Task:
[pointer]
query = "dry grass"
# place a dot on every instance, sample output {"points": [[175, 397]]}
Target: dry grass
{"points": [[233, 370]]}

Exercise description ▸ Transcribe the data. Leave every line exactly as it is.

Written answer ▸
Task:
[pointer]
query = "dry grass"
# place a dot on every instance, sample output {"points": [[175, 397]]}
Target: dry grass
{"points": [[233, 370]]}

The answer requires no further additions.